§ **RECORDS**:
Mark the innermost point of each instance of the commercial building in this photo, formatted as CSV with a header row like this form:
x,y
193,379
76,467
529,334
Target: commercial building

§ **ASSIGNMENT**: Could you return all of the entries exactly as they stand?

§ **FINISHED EXERCISE**:
Mark the innermost point of each instance of the commercial building in this photo, formatted as CSV with a header row like this form:
x,y
193,379
76,467
529,334
Target: commercial building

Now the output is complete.